-- start DATA SHOWN --

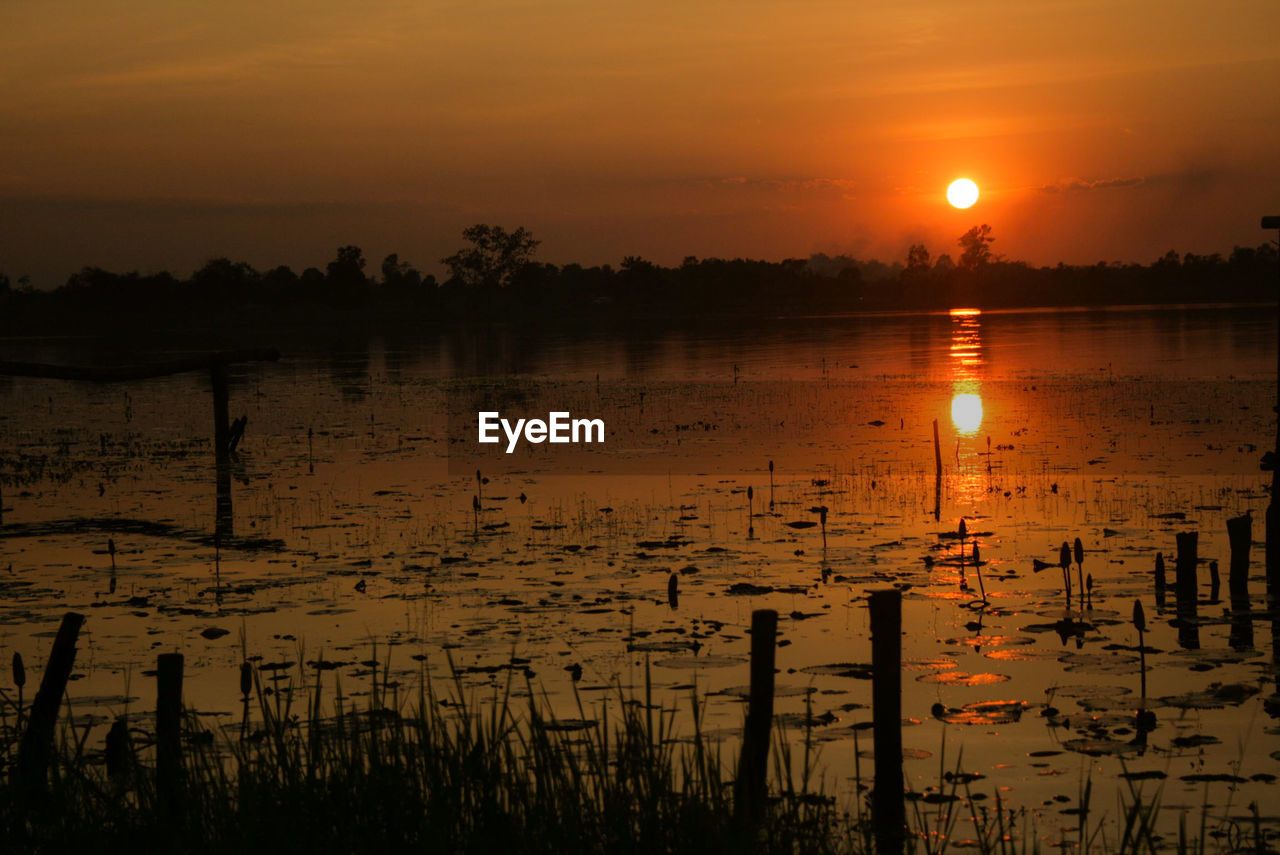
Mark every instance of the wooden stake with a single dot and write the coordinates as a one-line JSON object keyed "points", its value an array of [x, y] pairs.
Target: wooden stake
{"points": [[754, 763], [37, 741], [887, 803]]}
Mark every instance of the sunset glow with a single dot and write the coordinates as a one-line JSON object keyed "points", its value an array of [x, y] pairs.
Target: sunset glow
{"points": [[961, 193]]}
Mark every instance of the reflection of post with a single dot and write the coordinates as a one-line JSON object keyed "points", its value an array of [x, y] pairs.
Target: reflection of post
{"points": [[937, 474], [887, 807], [223, 520], [754, 763]]}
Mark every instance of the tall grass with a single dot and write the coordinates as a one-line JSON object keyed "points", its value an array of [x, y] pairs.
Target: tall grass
{"points": [[440, 772], [444, 769]]}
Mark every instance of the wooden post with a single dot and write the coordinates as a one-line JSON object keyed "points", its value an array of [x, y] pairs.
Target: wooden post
{"points": [[754, 763], [1239, 533], [1185, 595], [169, 727], [887, 801], [223, 515], [37, 741], [937, 474]]}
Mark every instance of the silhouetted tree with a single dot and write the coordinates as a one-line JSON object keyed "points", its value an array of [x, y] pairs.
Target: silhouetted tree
{"points": [[976, 245], [918, 257], [348, 268], [224, 279], [400, 277], [494, 256]]}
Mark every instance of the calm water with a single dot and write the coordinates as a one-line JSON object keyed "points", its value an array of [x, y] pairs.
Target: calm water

-- end DATA SHOWN --

_REQUIREMENTS_
Output the data above as a JSON list of strings with one string per line. Skip blank lines and leave the pictures out.

_REPLY TO THE TASK_
[
  "Mark every instance of the wooden stake with a single dot and write the coordinates as a one-line JSON object keyed \"points\", its value an array of [x, y] pairs.",
  "Target: wooden stake",
  "{\"points\": [[754, 763], [37, 741], [887, 803]]}",
  "Mark every instance of the sunset glow with a single dot and write the coordinates as a one-line JSON object keyed \"points\", its value an array of [x, y] pairs.",
  "Target: sunset glow",
  "{\"points\": [[961, 193]]}",
  "Mark every instance of the reflection of post with a single dot and write the coordinates as a one-line JSON object keyed \"points\", its value an array of [x, y] pairs.",
  "Target: reflection of post",
  "{\"points\": [[937, 474], [887, 807], [223, 520], [754, 763]]}",
  "Mark every instance of the tall grass with a single dot and write the coordinates as a one-line JSON object keyed \"points\", its value an array of [x, y] pairs.",
  "Target: tall grass",
  "{\"points\": [[440, 772], [444, 769]]}",
  "Mark every instance of the wooden post with a single dot and write the coordinates as a one-line JSON object keyed \"points\", its value an array of [x, y] pairs.",
  "Target: wooden post",
  "{\"points\": [[754, 763], [1239, 533], [1185, 595], [169, 727], [887, 801], [223, 515], [37, 741], [937, 474]]}",
  "Mark every instance of the silhouetted tree with a single dot and write the coordinates as a one-line JSON object keyed \"points\", its value an array of [x, y] pairs.",
  "Target: silhouetted tree",
  "{\"points\": [[976, 245], [918, 257], [348, 268], [224, 279], [400, 277], [494, 256]]}",
  "Mark every instance of the calm water with a single dot and write the coordinates as a one-line JSON object keyed \"points\", its value an array of [x, y] pairs.",
  "Target: calm water"
]